→ **Source passage**

/---

UNITED STATES
SECURITIES AND EXCHANGE COMMISSION
Washington, D.C. 20549
Form 8-K
CURRENT REPORT
PURSUANT TO SECTION 13 OR 15(d) OF THE
SECURITIES EXCHANGE ACT OF 1934
Date of Report (Date of earliest event reported) June 27, 2003
PORTLAND GENERAL ELECTRIC COMPANY
(Exact name of registrant as specified in its charter)
Oregon |
Commission File Number |
93-0256820 |
(State or other jurisdiction of incorporation or organization) |
1-5532-99 |
(I.R.S. Employer Identification No.) |
121 SW Salmon Street, Portland, Oregon 97204
(Address of principal executive offices) (zip code)
Registrant's telephone number, including area code: (503) 464-8000
Item 5. Other Events
Enron Chapter 11 Plan
On July 11, 2003, Enron Corp. (Enron) and its debtor-in-possession subsidiaries (collectively with the Company, the Debtors) filed their proposed joint Chapter 11 plan (the Plan) and related disclosure statement (the Disclosure Statement) with the U.S. Bankruptcy Court for the Southern District of New York (the Bankruptcy Court). The Plan and Disclosure Statement provide information about the assets that are in the bankruptcy estate and how the value of those assets will be distributed to the creditors.
Portland General Electric Company (PGE) is not one of the Debtors. However, the common stock of PGE held by Enron is part of the bankruptcy estate.
Enron is continuing the sale process for PGE. If PGE is not sold, under the Plan, the shares of PGE's common stock will be distributed over time to the Debtors' creditors.
The above description is a brief summary of information about PGE contained in the Plan and the Disclosure Statement, both of which are available at Enron's website located at www.enron.com/corp/por, and the Bankruptcy Court's website located at www.nysb.uscourts.gov.

\---

→ **Extracted information**
/---

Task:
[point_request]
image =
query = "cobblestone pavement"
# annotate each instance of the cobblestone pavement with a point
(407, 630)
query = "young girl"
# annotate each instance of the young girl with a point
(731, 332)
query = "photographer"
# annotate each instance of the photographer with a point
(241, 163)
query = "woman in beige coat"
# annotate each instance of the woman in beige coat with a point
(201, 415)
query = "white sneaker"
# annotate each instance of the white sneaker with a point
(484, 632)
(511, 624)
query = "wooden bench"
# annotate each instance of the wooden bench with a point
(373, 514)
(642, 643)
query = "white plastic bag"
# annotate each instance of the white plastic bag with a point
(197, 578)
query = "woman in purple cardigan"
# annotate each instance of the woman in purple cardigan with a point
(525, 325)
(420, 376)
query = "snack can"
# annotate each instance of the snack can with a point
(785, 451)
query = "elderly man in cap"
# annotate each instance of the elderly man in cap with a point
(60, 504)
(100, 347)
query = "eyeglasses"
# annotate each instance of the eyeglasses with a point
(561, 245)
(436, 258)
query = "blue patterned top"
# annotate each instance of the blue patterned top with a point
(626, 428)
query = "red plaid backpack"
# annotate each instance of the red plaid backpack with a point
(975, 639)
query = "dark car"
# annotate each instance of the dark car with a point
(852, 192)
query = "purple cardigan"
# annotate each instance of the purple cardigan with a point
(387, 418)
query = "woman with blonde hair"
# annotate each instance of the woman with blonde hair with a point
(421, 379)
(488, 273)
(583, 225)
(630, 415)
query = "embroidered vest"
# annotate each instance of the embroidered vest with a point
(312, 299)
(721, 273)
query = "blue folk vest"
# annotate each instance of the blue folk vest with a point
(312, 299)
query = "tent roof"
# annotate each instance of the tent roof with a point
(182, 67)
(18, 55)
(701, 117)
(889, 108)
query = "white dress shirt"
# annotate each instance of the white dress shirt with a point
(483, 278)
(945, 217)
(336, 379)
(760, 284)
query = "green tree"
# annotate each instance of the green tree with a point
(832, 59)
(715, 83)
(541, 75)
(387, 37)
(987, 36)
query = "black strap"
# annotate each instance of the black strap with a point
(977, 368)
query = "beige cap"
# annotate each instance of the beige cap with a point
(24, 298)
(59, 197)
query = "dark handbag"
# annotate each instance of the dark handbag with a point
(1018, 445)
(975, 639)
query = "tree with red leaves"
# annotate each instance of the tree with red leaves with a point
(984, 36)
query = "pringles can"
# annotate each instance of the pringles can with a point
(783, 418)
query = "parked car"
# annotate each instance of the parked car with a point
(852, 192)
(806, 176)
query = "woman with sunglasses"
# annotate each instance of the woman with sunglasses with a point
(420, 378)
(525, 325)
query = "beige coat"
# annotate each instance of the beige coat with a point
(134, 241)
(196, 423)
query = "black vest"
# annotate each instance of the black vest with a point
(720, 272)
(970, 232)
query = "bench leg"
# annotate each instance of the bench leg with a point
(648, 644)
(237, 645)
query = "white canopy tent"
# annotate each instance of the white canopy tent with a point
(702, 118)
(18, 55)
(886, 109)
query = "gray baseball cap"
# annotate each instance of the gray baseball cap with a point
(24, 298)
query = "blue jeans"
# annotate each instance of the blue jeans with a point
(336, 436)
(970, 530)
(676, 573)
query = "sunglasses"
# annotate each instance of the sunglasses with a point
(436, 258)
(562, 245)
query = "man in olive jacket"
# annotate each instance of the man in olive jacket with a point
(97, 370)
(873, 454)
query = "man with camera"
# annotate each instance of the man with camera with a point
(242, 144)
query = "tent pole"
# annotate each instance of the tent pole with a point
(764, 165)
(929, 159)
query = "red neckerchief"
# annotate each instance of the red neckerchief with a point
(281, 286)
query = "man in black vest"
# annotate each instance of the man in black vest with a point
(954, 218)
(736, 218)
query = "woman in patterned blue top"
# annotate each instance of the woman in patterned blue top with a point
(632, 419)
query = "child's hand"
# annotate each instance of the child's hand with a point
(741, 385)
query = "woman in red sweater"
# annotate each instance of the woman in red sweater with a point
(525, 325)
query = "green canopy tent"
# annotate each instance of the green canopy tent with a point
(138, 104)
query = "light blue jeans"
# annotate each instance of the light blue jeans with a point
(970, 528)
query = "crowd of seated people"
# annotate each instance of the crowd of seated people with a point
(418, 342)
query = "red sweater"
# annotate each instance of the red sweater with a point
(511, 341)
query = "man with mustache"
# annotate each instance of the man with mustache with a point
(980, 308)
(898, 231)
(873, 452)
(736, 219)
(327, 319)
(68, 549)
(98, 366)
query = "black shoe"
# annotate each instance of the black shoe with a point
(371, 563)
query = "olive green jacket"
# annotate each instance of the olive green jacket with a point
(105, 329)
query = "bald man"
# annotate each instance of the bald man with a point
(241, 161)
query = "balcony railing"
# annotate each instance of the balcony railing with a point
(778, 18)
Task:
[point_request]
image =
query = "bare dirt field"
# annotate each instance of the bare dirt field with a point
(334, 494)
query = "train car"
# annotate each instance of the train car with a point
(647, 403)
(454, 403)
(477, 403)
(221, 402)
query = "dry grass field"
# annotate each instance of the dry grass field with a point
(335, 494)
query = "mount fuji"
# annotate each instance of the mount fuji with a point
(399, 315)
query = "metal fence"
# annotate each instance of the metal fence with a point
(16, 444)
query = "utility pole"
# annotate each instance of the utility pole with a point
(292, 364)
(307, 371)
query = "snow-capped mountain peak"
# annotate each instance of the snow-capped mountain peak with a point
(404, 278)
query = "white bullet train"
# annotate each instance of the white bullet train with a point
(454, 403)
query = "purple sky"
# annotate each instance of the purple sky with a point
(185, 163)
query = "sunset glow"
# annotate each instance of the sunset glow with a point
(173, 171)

\---

→ **Set of tasks**
**A)** Using the Form 8-K, explain in one to three sentences why PGE's common stock could go to the Debtors' creditors even though PGE is not one of the Debtors.
**B)** According to the Form 8-K, on what date did Enron and its debtor-in-possession subsidiaries file their proposed joint Chapter 11 plan?
**C)** Continue the Form 8-K from the point after its last sentence.

→ **Results of the tasks**
**A)** The PGE common stock held by Enron is part of the bankruptcy estate. Under the Plan, if PGE is not sold, those shares will be distributed over time to the Debtors' creditors.

**B)** July 11, 2003.

**C)**
Portland General Holdings, Inc. Bankruptcy
On June 27, 2003, Portland General Holdings, Inc. (PGH), a wholly owned subsidiary of Enron, filed to initiate bankruptcy proceedings under the federal Bankruptcy Code. The PGH filing has been consolidated with the Enron bankruptcy proceeding. None of PGH's subsidiaries are included in the bankruptcy filing. At March 31, 2003, PGE had outstanding accounts and notes receivable from PGH and its subsidiaries of $10 million, comprised of $2 million related to non-regulated asset sales, $4 million related to PGH employee benefit plans, $3 million for employee and other corporate governance services, and a $1 million loan to a PGH subsidiary. Of the total $10 million receivable balance, $5 million was due from PGH. Based on management's assessment of the realizability of these receivables from PGH and its subsidiaries, a reserve of $2 million was established in December 2002. PGE will continue to assess the collectibility of the above receivable balance.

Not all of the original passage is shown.